(Stored data entries)
****************************************

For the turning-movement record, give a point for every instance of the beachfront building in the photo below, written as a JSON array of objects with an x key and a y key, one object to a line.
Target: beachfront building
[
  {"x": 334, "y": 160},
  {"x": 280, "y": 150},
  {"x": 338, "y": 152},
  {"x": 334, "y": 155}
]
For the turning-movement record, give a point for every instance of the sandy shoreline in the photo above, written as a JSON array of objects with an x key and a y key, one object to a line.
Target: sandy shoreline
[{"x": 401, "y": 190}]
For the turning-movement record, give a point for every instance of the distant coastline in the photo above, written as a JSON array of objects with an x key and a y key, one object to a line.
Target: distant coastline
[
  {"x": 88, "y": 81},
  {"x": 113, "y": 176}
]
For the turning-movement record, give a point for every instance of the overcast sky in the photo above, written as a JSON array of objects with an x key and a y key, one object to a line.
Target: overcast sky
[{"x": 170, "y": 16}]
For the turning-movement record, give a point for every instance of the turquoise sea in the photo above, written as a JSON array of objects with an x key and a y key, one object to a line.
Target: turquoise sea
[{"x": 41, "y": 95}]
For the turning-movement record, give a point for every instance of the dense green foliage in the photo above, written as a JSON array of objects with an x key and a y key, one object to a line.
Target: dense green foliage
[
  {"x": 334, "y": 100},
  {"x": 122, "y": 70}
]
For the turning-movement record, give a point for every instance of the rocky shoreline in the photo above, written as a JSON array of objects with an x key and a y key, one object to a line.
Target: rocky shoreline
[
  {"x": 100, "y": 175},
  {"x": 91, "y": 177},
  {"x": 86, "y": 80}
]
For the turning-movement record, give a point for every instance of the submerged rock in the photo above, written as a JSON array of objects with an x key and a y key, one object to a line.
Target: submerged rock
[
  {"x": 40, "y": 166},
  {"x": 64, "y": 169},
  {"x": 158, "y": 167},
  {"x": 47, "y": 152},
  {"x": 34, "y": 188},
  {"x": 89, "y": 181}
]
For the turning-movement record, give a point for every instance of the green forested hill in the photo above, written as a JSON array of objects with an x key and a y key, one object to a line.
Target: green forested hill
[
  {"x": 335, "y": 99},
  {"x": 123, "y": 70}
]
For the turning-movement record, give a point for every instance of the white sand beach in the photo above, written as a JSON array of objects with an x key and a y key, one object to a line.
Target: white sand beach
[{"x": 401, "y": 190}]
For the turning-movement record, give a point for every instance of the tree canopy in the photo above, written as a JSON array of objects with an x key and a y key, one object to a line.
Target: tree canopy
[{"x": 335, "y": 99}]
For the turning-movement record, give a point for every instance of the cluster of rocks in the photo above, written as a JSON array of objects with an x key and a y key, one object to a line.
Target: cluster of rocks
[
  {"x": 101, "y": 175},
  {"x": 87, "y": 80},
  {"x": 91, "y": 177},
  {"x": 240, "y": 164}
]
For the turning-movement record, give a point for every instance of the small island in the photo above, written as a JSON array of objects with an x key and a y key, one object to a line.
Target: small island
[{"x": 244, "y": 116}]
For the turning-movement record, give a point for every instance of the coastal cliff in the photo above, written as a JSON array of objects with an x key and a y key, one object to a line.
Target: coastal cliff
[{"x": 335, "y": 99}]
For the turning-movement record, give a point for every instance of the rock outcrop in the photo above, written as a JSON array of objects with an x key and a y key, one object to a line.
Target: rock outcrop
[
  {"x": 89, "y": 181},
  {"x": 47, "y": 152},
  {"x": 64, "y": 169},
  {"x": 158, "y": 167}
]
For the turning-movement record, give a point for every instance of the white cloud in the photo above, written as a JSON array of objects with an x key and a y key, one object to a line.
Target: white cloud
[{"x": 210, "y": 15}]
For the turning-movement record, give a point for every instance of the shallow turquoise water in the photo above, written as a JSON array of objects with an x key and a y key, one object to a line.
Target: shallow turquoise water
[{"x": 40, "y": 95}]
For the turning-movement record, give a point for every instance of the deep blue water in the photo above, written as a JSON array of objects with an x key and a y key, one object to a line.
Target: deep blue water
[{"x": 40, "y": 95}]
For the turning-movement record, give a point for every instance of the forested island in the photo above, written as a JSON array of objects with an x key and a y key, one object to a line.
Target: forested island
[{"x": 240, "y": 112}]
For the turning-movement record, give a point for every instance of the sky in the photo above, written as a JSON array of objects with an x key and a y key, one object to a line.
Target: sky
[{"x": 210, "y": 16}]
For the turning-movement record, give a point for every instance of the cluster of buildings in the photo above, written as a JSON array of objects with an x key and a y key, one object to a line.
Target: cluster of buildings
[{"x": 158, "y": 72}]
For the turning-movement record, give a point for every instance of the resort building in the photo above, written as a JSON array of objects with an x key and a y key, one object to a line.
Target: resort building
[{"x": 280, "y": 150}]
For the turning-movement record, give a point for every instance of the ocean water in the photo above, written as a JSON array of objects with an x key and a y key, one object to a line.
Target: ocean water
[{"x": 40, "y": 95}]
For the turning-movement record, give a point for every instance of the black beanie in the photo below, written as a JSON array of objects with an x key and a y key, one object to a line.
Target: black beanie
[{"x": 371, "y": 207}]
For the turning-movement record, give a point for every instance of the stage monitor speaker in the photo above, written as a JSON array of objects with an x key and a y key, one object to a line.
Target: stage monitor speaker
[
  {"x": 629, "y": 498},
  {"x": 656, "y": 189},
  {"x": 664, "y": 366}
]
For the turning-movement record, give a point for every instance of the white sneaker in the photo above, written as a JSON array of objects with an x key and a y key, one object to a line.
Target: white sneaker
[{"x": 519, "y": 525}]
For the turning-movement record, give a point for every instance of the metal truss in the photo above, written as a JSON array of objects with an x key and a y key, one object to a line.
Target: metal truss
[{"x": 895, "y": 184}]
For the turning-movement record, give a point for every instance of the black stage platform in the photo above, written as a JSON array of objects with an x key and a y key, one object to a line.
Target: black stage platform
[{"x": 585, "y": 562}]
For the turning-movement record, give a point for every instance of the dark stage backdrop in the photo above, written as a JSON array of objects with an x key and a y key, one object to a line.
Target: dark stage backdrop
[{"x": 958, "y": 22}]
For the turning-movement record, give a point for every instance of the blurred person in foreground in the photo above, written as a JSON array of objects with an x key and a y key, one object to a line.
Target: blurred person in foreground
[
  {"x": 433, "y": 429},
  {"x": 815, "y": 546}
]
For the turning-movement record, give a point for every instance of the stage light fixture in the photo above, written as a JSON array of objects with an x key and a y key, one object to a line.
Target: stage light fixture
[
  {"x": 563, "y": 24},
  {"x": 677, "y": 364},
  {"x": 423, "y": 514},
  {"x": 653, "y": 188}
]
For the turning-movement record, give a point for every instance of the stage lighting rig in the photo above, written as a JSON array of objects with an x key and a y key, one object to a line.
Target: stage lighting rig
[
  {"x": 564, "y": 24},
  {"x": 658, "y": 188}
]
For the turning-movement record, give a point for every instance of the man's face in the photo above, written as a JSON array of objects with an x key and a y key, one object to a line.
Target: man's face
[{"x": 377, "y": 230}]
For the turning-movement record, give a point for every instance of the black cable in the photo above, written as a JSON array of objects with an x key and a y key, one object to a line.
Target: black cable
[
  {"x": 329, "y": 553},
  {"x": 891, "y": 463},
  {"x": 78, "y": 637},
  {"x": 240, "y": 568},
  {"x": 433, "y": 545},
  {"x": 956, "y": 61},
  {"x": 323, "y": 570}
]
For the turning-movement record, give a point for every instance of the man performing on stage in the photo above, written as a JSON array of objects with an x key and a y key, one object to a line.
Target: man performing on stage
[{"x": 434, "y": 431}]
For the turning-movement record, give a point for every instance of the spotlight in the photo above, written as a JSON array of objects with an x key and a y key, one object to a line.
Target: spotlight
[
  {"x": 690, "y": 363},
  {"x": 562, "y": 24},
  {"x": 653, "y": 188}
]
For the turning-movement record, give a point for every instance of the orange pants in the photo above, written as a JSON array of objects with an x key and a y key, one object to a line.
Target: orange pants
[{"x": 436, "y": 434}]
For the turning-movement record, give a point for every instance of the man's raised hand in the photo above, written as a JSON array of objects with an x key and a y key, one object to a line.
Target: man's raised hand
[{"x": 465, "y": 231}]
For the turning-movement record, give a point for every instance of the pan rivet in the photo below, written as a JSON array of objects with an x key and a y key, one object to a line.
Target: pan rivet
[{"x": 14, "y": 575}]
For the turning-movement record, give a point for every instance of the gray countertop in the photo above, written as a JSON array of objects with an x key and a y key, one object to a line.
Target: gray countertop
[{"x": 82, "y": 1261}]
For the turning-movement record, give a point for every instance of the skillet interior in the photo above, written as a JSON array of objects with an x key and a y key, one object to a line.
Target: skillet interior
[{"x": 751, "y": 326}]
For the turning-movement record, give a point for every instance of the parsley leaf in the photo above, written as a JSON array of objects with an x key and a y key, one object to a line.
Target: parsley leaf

****************************************

Assignment: Filter the data above, keeping only lines that include the string "leaf".

Task answer:
For the turning-movement record, give a point for every instance of the parsley leaf in the photo above, written as a JSON array of objects with an x key and a y key, one object to a line.
Target: parsley leaf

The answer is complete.